Point-based annotation data:
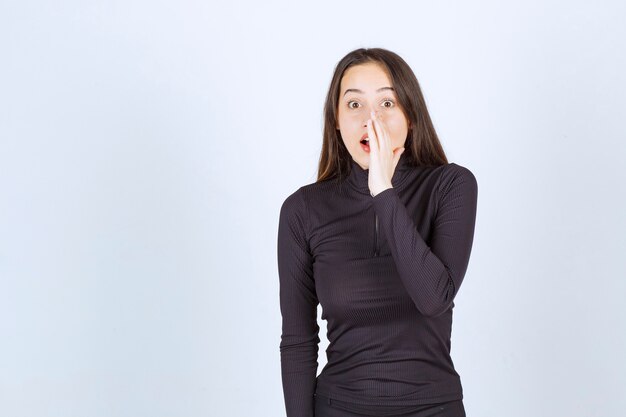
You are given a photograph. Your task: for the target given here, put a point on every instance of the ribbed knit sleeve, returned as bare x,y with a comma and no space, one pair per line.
298,306
432,274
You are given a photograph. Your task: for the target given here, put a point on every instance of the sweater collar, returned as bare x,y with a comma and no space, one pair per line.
358,176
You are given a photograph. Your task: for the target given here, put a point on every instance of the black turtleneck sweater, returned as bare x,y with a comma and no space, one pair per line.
385,270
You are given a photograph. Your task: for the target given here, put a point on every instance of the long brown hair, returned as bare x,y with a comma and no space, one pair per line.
422,145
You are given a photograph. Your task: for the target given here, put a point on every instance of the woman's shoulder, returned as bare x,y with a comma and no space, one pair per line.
453,175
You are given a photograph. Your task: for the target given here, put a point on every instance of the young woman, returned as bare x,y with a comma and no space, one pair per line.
382,241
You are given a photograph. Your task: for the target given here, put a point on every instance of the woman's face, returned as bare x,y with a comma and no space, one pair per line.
363,88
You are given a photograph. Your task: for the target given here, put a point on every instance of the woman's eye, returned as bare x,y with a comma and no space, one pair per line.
350,104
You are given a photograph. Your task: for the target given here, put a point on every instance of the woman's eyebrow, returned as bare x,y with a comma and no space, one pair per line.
356,90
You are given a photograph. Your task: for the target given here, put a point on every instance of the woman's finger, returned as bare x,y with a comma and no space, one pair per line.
381,134
372,136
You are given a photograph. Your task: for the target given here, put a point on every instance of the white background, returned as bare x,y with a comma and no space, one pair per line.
147,146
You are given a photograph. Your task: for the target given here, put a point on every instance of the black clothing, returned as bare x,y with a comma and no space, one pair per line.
327,407
385,270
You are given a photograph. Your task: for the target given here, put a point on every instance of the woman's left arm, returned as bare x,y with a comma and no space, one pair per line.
432,275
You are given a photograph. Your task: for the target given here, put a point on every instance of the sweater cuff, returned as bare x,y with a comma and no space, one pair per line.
384,199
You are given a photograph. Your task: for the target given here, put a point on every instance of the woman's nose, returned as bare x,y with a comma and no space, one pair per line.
369,116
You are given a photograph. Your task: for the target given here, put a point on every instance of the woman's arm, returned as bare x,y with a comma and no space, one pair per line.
298,306
432,275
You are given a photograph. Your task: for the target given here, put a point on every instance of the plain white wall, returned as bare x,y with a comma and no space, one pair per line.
146,148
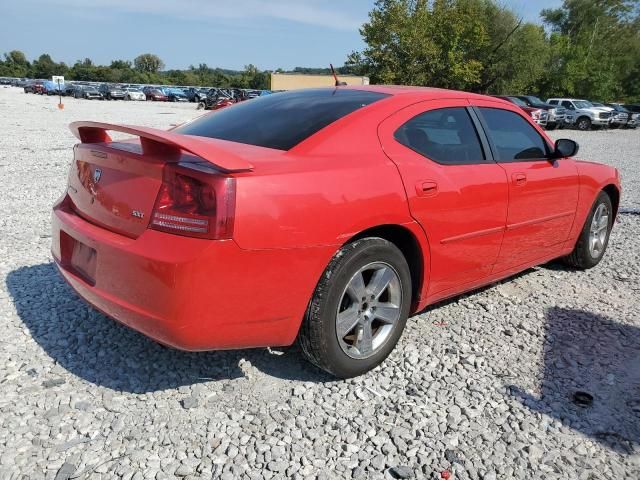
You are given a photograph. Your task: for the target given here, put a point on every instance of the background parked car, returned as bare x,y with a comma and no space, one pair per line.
584,114
537,114
33,86
175,95
112,92
53,88
556,115
88,92
155,94
620,116
196,94
134,93
634,110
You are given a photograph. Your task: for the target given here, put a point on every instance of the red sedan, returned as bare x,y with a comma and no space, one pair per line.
323,215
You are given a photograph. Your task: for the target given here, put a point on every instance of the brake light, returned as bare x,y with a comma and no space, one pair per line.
195,203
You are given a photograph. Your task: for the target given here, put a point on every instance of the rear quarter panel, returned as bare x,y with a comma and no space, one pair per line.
593,178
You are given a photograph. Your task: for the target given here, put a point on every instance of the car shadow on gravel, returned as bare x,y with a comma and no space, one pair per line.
101,351
592,354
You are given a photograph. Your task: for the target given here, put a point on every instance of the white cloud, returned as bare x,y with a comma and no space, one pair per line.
327,13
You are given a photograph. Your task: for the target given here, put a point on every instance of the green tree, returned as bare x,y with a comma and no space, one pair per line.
476,45
45,67
595,49
15,64
148,62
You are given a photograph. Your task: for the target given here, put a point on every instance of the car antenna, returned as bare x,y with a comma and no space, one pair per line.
335,77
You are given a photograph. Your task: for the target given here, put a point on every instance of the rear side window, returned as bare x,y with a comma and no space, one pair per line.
445,135
513,137
281,120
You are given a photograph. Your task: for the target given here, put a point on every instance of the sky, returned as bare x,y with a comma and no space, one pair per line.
221,33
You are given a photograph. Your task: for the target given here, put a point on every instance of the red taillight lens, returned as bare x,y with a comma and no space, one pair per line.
194,203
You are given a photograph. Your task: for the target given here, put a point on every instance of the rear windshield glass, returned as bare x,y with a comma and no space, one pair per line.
281,120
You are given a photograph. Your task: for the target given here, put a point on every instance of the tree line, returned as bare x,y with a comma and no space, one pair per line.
144,69
585,48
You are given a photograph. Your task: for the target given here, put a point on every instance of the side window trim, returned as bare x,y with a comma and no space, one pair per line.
494,149
482,135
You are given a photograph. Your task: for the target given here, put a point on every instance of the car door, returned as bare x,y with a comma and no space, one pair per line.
455,190
543,192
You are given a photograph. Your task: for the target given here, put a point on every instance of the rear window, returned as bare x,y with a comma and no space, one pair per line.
282,120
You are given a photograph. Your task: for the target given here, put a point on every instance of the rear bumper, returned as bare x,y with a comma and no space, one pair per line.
188,293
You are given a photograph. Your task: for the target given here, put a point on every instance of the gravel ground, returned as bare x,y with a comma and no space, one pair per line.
480,386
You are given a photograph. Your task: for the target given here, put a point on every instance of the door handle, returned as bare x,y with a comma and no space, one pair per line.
519,178
427,188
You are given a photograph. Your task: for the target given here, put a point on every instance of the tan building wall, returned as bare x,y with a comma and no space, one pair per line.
288,81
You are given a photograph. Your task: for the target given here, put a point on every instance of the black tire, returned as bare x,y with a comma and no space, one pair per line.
583,123
318,338
582,257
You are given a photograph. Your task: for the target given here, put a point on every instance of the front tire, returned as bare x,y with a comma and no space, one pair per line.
594,237
359,308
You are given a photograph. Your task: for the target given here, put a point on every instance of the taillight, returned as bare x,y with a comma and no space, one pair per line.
195,203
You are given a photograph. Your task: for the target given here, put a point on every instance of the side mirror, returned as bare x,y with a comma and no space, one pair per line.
565,148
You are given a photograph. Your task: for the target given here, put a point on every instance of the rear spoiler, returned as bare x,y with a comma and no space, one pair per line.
154,141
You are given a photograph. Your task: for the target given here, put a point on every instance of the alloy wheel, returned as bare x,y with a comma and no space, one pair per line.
598,231
368,310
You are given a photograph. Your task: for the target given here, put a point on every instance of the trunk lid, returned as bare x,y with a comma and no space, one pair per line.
115,184
115,189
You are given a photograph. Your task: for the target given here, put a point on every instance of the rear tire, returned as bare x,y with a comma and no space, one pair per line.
594,238
348,337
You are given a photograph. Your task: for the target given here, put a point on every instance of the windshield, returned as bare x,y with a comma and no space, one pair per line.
582,104
283,120
518,102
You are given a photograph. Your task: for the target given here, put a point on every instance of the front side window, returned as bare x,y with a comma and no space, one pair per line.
445,135
583,104
513,137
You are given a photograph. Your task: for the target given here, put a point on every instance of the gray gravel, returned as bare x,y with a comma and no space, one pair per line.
481,386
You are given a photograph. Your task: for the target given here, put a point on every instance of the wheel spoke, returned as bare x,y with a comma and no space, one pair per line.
356,289
380,281
387,312
604,222
347,320
364,342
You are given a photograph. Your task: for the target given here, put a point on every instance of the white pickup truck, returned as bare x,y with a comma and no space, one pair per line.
583,113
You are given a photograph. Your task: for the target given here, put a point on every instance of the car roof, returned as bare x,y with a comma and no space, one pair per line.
420,93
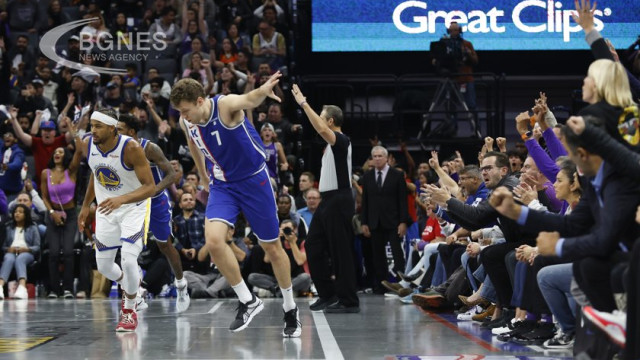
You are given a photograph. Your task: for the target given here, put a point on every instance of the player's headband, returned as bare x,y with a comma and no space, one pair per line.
105,119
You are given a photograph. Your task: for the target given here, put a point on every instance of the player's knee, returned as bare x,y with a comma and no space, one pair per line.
272,248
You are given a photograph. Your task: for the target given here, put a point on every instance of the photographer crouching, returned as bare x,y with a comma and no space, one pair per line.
457,56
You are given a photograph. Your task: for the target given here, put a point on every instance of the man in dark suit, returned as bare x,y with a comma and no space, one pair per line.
384,213
598,233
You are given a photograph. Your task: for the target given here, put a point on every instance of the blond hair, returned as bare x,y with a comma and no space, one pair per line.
186,90
612,84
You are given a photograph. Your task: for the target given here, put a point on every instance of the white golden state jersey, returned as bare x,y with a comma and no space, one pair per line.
111,177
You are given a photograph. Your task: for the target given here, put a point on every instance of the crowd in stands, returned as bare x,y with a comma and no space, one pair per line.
520,236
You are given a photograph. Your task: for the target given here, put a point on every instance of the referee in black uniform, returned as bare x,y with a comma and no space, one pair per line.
331,231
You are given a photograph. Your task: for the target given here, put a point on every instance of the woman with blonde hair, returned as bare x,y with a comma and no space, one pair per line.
606,89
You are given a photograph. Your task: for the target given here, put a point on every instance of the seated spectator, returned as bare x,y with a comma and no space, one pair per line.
96,30
131,80
262,275
230,81
113,96
305,182
35,203
120,31
202,67
271,15
50,87
58,184
284,129
243,61
166,28
11,166
240,41
197,47
39,98
165,89
229,53
188,229
313,199
211,283
55,15
21,246
236,12
27,102
268,46
275,157
193,23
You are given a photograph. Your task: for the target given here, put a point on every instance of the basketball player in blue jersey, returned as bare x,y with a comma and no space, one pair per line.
223,143
122,183
160,221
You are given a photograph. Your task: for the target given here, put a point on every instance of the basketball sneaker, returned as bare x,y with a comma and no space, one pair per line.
183,300
292,326
128,321
245,314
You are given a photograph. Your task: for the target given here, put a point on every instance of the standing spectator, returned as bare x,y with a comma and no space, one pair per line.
268,46
43,146
305,182
24,16
55,15
12,160
58,193
313,200
384,214
332,232
276,160
50,86
21,245
166,28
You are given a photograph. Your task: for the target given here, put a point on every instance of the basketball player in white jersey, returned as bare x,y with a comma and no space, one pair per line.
122,183
225,145
160,220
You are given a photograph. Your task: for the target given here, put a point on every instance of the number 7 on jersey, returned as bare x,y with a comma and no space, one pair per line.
217,135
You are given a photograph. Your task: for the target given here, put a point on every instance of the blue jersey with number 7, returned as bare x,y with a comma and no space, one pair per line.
231,154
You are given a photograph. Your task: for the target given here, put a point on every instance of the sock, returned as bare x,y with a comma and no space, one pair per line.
244,295
287,296
129,303
180,283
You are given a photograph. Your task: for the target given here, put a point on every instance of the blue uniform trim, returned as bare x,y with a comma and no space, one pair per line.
89,149
110,151
122,155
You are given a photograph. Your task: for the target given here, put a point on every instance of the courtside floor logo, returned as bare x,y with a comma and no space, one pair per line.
103,47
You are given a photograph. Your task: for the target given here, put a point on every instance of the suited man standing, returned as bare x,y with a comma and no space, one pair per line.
384,213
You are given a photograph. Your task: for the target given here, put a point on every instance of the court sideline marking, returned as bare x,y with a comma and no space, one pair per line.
327,340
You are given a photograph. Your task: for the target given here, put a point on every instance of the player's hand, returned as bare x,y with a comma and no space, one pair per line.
82,217
267,87
297,94
107,206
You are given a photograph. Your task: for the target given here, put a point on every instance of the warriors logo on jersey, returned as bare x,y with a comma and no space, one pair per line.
108,177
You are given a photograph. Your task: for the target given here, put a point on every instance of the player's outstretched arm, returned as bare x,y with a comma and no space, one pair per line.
233,103
154,154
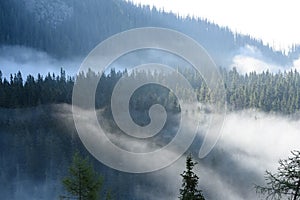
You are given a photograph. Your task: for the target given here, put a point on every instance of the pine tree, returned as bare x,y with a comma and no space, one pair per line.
82,183
189,189
285,182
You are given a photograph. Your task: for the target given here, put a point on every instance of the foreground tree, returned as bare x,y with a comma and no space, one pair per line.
189,189
82,183
285,182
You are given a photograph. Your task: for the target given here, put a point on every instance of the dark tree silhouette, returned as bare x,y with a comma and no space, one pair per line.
82,183
285,182
189,189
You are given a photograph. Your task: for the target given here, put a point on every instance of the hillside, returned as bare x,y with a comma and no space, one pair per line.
68,28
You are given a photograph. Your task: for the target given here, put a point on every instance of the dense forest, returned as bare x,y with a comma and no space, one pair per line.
68,28
279,92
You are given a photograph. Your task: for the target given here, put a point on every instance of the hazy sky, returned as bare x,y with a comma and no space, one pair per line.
275,22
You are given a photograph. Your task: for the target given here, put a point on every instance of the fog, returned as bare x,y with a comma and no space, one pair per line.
250,58
251,142
31,61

> **Task prompt**: Copy exactly, word for word, the line with "of the pine" through the final line of the listing.

> **Answer to the exercise**:
You are given a photograph. Your task: for the target given here, put a point on every instance of the pine tree, returned as bare x,y with a comma and no space, one pair per line.
82,183
189,189
285,182
You are given a photograph. Your task: for the target given here, put a point on every instance of the foreground tree, returned as bare x,y with a comma and no space, one pair per line.
189,189
82,183
285,182
You are given a photograph. Your task: for the target given here, put a point on every instance of the dark tree silhouette, returned as bare x,y with a comma and no space, one pair per line.
82,183
285,182
189,189
You are given a photograph. Your task: for the target given here, put a point on every instance of the hillside, returned as bare x,y with a comma and no space, one pair per line.
68,28
You are given a photograph. Your task: for the target given here, put a point on every instance of the dense forest, returned as bare x,y with a comma and no space, one pair per line.
68,28
279,92
You are given a photograph. Your task: for the target given here, put a point on every instance of the hazy sky, returned as bare x,y with a comma and no space, one pair per line.
275,22
You are given a photograph. Your task: for the target given here, put a point on every instance of the fog, returned as bare x,y with a comma and no space, one pair per line.
250,58
251,142
31,61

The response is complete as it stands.